■ **Text to read**:
══════════════════════════════
PHOENIX-7566 ZK to SystemTable Sync and Event Reactor for Failover #2302

ritegarg · 2025-10-14T06:07:26Z

Summary of changes

Event Reactor for Failover, this reactor observes state transitions and makes state updates accordingly.
a. Add peer event reactor (for reaction to peer state transitions)
b. Add local event reactor (for reaction to local state transitions)
New flow to sync between ZK and HA System Table
a. ZK is the source of truth for config and state both. But only local state is maintained in ZK.
b. Updating System table will be best effort basis
c. Regular job with jitter to sync from ZK to System Table in case of missed update.
d. Introduced adminVersion to handle any admin updates to config.
Removed Degraded for reader/writer in favor of Degraded Standby
In update calls check if the state is already updated, double checking now once with local cache and once with direct ZK. This is needed as all the HAGroupStoreManagers will try to update the state on same trigger.
══════════════════════════════
■ **Dataset excerpts**:

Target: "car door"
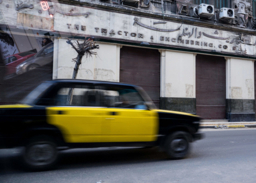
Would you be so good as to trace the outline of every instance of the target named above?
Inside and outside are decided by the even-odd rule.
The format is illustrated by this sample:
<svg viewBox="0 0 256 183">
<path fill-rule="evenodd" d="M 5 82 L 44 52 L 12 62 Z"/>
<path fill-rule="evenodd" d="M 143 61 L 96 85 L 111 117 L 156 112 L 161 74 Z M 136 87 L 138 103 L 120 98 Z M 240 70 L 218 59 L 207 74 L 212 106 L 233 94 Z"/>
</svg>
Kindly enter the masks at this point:
<svg viewBox="0 0 256 183">
<path fill-rule="evenodd" d="M 97 103 L 97 97 L 92 95 L 92 90 L 87 88 L 85 86 L 74 86 L 72 102 L 68 104 L 70 88 L 62 88 L 54 99 L 55 105 L 47 108 L 48 123 L 61 130 L 67 143 L 100 141 L 102 107 Z"/>
<path fill-rule="evenodd" d="M 119 105 L 103 109 L 101 141 L 156 140 L 159 126 L 157 113 L 148 109 L 135 89 L 124 89 L 118 92 Z"/>
</svg>

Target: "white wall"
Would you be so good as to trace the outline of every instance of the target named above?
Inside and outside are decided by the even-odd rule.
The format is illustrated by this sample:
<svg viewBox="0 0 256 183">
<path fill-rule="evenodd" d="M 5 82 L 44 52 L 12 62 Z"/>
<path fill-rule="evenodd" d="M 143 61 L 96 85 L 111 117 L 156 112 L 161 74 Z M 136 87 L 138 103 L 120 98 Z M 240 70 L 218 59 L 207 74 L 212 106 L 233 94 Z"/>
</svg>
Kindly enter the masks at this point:
<svg viewBox="0 0 256 183">
<path fill-rule="evenodd" d="M 226 60 L 227 98 L 254 99 L 254 60 Z"/>
<path fill-rule="evenodd" d="M 56 78 L 71 79 L 75 63 L 72 59 L 77 54 L 70 45 L 66 43 L 66 40 L 58 40 L 58 56 L 54 56 L 54 66 L 58 68 L 54 71 Z M 73 42 L 76 40 L 73 40 Z M 97 42 L 99 50 L 94 51 L 96 56 L 92 57 L 84 56 L 80 67 L 77 79 L 104 80 L 112 82 L 119 81 L 119 62 L 120 46 L 118 45 Z M 55 47 L 55 43 L 54 44 Z M 57 46 L 56 46 L 57 48 Z M 56 63 L 58 62 L 58 64 Z"/>
<path fill-rule="evenodd" d="M 196 54 L 163 50 L 161 97 L 196 97 Z"/>
</svg>

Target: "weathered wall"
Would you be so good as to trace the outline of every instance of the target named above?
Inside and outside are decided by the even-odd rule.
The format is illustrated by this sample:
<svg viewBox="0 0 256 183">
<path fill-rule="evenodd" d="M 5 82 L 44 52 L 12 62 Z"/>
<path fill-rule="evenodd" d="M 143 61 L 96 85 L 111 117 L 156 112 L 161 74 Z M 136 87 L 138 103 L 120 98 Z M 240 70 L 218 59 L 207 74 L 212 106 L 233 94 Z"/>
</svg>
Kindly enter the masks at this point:
<svg viewBox="0 0 256 183">
<path fill-rule="evenodd" d="M 195 98 L 194 54 L 166 51 L 166 62 L 164 97 Z"/>
<path fill-rule="evenodd" d="M 54 77 L 55 76 L 58 79 L 72 78 L 75 65 L 72 59 L 77 56 L 76 52 L 66 41 L 64 39 L 58 40 L 58 55 L 54 56 L 54 58 L 57 58 L 54 59 L 54 66 L 56 65 L 56 62 L 58 61 L 58 66 L 55 66 L 58 70 L 54 69 Z M 97 44 L 100 49 L 95 50 L 96 56 L 92 56 L 87 59 L 85 56 L 84 56 L 77 79 L 118 82 L 120 46 Z"/>
<path fill-rule="evenodd" d="M 226 118 L 231 122 L 255 121 L 254 60 L 226 60 Z"/>
<path fill-rule="evenodd" d="M 161 63 L 161 108 L 195 113 L 196 55 L 164 52 Z"/>
<path fill-rule="evenodd" d="M 227 98 L 254 99 L 254 61 L 236 58 L 227 60 Z"/>
</svg>

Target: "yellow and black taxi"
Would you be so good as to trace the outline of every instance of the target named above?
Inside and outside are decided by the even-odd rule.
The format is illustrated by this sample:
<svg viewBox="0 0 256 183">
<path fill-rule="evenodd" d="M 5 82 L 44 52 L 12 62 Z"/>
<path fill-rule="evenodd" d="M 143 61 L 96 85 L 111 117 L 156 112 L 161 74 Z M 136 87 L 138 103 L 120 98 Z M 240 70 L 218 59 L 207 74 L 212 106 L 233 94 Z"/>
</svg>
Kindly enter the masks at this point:
<svg viewBox="0 0 256 183">
<path fill-rule="evenodd" d="M 106 82 L 57 80 L 43 83 L 22 104 L 0 106 L 2 147 L 22 146 L 28 167 L 43 169 L 66 148 L 159 146 L 184 158 L 202 138 L 200 117 L 154 109 L 139 87 Z"/>
</svg>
══════════════════════════════
■ **Requirements**:
**A)** Reproduce the pull request description, from "PHOENIX-7566 ZK to" to "peer state transitions)".
**B)** Answer these questions about the pull request description above the rows:
(i) What is named as the source of truth for both config and state?
(ii) What was introduced to handle admin updates to config?
(iii) What replaces Degraded for reader/writer?

■ **Answers per task**:
**A)**
PHOENIX-7566 ZK to SystemTable Sync and Event Reactor for Failover #2302

ritegarg · 2025-10-14T06:07:26Z

Summary of changes

Event Reactor for Failover, this reactor observes state transitions and makes state updates accordingly.
a. Add peer event reactor (for reaction to peer state transitions)

**B)**
(i) ZK
(ii) adminVersion
(iii) Degraded Standby